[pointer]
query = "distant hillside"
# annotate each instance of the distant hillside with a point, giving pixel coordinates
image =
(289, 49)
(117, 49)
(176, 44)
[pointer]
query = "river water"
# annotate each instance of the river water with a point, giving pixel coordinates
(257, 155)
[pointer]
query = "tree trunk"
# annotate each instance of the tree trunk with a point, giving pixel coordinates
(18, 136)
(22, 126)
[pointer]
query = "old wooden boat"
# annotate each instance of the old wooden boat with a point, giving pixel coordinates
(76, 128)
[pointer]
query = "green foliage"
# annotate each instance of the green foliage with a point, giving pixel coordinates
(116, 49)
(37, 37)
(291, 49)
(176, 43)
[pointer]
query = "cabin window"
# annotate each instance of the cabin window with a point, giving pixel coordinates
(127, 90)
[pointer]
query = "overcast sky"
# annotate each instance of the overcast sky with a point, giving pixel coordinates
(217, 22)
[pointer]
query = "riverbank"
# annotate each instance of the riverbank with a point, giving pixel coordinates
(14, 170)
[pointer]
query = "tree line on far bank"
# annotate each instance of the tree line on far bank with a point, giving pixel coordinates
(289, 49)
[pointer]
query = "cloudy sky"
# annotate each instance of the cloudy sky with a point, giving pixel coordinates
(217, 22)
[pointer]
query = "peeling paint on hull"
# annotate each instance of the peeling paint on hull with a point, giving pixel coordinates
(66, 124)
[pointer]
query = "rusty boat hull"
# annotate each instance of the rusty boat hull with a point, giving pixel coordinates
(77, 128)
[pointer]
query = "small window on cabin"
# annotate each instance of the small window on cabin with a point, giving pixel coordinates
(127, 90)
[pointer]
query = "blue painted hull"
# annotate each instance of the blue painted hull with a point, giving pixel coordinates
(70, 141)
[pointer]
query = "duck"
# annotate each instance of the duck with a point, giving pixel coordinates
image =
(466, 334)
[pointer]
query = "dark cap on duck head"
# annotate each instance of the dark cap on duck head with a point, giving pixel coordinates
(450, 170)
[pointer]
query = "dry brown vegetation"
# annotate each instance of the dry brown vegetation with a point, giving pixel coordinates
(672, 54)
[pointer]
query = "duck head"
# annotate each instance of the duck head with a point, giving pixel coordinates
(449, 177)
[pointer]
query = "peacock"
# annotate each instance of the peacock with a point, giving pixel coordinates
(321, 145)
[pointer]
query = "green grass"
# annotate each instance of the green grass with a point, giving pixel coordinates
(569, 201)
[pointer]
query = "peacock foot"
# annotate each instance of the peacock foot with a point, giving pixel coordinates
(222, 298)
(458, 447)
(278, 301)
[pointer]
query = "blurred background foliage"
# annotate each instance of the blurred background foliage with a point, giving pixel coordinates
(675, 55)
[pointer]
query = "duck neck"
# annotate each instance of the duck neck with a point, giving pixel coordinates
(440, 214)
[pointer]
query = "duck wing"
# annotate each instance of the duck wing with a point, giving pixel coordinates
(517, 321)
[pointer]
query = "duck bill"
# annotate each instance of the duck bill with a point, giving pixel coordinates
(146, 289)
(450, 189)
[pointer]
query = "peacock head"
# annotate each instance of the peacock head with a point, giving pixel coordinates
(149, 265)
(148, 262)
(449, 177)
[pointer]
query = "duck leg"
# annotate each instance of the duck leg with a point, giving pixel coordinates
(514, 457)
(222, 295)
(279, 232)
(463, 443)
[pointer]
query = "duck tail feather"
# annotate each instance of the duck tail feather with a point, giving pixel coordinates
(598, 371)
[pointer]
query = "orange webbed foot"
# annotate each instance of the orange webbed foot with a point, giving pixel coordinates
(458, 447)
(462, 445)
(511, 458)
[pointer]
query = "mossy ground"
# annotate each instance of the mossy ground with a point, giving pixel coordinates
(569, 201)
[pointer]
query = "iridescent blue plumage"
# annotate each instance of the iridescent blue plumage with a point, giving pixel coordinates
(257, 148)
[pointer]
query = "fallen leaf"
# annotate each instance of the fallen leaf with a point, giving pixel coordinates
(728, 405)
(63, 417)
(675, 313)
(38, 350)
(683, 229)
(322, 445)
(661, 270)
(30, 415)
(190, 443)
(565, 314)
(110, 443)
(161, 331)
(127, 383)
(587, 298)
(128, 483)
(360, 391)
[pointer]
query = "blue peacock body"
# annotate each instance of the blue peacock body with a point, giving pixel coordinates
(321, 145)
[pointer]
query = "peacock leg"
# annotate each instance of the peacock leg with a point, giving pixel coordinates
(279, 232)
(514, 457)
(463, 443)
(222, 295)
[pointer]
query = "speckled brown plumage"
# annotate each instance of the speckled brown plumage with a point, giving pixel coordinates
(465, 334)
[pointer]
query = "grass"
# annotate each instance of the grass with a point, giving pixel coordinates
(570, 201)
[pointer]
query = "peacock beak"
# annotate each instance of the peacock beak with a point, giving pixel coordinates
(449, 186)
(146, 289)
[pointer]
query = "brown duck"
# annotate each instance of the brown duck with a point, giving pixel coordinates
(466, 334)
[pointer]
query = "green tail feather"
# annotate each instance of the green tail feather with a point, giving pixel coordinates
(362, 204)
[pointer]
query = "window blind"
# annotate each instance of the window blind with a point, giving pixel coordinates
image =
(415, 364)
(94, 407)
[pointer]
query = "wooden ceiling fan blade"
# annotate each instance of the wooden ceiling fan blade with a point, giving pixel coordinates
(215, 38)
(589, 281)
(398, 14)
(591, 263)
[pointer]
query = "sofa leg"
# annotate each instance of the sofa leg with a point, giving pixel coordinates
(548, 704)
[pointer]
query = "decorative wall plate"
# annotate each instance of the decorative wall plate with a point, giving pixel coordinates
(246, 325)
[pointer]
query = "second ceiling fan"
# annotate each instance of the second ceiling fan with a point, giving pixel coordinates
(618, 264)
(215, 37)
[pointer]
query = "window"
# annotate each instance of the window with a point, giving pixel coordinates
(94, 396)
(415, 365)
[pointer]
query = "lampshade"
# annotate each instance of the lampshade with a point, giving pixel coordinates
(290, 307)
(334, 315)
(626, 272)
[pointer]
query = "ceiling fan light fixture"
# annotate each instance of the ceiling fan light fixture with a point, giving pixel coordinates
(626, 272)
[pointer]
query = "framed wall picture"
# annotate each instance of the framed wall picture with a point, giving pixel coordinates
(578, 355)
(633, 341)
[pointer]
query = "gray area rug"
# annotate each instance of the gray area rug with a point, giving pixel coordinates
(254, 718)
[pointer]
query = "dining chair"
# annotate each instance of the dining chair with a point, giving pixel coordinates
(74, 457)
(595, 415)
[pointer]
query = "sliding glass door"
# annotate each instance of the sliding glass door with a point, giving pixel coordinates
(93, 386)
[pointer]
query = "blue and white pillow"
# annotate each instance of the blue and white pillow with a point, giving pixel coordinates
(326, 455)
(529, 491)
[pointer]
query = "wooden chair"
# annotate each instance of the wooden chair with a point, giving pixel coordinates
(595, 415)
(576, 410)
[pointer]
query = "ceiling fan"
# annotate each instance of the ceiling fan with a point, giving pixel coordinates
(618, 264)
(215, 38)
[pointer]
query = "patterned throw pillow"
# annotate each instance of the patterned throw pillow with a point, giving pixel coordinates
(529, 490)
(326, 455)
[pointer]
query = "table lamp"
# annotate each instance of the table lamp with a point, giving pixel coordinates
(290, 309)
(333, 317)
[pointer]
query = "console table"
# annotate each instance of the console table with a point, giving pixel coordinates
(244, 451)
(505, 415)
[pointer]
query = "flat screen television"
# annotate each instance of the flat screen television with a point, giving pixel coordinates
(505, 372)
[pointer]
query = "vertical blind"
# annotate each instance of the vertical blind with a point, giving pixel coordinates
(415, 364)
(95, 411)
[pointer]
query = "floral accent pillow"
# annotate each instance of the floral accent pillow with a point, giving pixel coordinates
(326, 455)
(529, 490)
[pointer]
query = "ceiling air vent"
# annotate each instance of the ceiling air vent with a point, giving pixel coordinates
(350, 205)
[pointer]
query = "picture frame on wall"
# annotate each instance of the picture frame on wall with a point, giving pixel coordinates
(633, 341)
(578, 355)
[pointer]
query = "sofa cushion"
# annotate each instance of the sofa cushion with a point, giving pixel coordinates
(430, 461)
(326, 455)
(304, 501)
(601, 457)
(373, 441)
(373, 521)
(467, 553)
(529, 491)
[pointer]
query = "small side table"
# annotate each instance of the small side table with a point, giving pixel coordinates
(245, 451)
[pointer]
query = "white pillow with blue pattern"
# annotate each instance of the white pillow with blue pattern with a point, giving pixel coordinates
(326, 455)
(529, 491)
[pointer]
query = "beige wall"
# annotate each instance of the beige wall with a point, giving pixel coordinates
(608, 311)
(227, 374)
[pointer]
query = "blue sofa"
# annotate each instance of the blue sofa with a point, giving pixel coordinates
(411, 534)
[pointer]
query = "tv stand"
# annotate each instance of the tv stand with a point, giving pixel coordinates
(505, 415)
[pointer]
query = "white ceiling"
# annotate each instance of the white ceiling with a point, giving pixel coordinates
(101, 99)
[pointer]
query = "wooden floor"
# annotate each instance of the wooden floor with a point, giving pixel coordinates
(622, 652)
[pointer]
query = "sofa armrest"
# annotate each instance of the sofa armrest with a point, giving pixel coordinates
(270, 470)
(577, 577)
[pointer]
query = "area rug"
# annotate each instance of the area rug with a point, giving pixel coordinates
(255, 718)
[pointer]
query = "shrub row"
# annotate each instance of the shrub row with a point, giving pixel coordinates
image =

┄┄┄┄┄┄┄┄┄┄┄┄┄┄┄┄┄┄┄┄

Given task ::
Gather every line of the data above that contains the string "riverbank", and list those lines in order.

Answer for the task ::
query = "riverbank"
# annotate each instance of the riverbank with a point, giving pixel coordinates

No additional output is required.